* **EXERCISE**
State how many lines of the entries hold the string "into". Reply with the number alone.

* **GIVEN DATA**
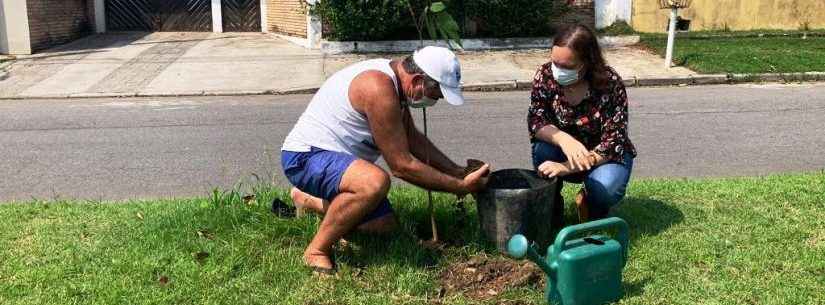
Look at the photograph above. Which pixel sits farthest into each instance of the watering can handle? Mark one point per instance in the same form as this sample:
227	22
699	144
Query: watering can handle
607	223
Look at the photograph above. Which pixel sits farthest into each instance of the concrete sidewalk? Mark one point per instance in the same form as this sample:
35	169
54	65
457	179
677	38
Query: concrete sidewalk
164	64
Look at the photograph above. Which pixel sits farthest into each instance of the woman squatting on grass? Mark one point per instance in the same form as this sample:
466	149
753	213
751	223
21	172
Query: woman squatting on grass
578	122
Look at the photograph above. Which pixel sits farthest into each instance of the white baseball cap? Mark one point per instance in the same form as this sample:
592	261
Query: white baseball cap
442	65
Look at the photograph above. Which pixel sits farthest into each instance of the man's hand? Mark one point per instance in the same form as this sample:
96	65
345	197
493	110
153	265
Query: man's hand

* **EXPECTED ANSWER**
5